> _What is required_
Among the entries that follow, the required portion opens with the line containing "drop one pin per instance, shaped like <point>144,73</point>." and closes with the line containing "tag the balcony railing". Give that portion again exactly, and nothing else.

> _Exercise material_

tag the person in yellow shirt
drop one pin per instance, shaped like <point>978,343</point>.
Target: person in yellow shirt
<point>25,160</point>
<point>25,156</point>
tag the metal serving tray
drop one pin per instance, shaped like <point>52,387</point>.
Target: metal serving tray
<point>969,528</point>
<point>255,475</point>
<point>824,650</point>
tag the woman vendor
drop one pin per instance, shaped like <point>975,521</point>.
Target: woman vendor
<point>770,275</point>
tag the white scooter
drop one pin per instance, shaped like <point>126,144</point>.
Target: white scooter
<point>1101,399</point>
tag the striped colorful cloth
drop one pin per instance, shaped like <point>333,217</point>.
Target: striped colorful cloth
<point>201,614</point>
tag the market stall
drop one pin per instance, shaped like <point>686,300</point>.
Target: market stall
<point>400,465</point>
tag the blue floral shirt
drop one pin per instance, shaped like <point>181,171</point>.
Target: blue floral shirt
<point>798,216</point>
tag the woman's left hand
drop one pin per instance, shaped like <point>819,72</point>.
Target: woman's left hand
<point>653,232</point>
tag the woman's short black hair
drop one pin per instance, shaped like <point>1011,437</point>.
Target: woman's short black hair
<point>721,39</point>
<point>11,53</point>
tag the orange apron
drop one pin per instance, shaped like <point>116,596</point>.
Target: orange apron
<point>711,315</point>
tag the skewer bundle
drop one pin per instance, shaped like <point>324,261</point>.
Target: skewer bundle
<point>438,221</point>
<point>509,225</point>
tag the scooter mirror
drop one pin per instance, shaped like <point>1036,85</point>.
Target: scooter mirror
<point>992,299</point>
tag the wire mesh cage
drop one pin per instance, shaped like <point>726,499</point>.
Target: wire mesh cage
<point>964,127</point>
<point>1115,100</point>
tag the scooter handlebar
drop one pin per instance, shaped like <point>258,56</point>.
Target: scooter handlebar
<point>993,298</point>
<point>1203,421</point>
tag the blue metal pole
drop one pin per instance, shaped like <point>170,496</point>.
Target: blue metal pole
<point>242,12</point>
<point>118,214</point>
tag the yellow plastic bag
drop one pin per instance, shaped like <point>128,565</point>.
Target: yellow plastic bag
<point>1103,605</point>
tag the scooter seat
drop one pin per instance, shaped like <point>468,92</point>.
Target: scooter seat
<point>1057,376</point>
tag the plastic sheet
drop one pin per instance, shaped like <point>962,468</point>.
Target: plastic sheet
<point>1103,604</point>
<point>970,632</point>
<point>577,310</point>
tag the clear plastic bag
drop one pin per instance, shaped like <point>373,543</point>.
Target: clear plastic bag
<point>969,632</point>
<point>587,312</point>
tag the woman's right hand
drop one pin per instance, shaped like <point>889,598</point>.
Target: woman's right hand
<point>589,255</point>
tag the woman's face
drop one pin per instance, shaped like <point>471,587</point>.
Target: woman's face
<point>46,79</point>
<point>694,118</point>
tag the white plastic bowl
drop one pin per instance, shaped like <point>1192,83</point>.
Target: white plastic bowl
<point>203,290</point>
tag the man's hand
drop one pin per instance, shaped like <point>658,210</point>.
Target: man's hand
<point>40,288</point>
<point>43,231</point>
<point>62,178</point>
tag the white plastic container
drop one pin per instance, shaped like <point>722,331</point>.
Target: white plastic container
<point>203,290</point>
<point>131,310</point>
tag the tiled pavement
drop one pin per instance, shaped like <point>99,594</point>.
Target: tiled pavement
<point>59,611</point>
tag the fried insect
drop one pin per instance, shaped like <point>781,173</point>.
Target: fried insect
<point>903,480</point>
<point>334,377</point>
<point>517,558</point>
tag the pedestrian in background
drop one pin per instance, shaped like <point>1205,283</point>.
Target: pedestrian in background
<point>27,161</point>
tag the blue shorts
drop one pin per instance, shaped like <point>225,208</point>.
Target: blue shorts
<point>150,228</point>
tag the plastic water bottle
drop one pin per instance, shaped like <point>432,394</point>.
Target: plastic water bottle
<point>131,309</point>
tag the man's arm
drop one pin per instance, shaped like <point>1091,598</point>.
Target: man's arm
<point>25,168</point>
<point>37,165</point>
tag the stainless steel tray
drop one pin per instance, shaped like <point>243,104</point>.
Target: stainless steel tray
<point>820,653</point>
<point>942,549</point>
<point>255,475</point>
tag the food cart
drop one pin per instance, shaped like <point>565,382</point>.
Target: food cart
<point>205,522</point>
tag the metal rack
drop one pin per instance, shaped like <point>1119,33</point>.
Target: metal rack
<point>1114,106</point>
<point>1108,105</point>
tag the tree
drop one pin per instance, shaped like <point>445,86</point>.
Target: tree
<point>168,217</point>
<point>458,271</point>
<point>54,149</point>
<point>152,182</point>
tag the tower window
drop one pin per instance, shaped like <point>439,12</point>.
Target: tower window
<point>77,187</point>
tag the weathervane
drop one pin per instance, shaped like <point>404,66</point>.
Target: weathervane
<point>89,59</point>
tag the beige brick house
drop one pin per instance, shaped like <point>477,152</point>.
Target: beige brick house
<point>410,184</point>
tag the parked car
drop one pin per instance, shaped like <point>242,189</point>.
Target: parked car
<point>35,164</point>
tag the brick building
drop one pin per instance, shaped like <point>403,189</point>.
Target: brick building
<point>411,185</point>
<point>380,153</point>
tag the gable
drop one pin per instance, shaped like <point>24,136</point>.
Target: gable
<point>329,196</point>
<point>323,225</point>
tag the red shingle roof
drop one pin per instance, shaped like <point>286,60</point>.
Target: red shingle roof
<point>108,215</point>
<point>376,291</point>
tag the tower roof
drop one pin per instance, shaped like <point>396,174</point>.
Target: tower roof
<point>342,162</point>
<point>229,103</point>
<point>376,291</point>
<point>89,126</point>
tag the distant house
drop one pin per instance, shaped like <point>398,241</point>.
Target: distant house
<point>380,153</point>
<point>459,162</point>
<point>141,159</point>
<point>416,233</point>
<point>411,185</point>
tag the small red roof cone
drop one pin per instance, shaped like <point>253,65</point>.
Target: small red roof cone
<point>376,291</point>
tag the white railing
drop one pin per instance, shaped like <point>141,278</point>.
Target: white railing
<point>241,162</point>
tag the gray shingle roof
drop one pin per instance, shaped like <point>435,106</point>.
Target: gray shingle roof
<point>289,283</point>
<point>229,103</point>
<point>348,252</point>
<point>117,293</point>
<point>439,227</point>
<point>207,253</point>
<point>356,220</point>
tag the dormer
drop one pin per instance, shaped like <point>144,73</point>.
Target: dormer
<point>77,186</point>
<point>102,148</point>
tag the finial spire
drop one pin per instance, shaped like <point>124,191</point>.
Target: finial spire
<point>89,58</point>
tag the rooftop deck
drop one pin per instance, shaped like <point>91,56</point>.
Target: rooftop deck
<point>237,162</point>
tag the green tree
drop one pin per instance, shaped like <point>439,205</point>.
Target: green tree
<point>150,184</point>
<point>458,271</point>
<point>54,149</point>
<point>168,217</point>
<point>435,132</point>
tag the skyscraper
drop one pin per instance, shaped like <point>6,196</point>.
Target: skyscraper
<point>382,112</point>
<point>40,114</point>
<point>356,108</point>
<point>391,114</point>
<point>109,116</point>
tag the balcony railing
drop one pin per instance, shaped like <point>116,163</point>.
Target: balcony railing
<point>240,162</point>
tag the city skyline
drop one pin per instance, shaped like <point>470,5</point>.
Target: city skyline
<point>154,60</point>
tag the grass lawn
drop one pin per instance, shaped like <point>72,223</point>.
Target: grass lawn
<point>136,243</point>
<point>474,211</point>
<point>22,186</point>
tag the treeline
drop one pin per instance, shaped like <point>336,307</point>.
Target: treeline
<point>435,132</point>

> _Solved exercise_
drop one pin per instance, shaped like <point>144,73</point>.
Target: dormer
<point>77,186</point>
<point>102,148</point>
tag the finial spire
drop one pin per instance, shaped like <point>124,191</point>.
Target: finial spire
<point>89,58</point>
tag the rooftop deck
drop one pin per instance, shaped like <point>91,56</point>.
Target: rooftop deck
<point>237,162</point>
tag the green tree
drop one pin per instance, shaped like <point>439,205</point>.
Target: green tree
<point>150,184</point>
<point>458,271</point>
<point>54,149</point>
<point>168,217</point>
<point>435,132</point>
tag the skyscraper
drop one pin per instance, shaped like <point>6,196</point>.
Target: skyscraper
<point>382,112</point>
<point>40,114</point>
<point>356,108</point>
<point>391,114</point>
<point>109,116</point>
tag the balcony railing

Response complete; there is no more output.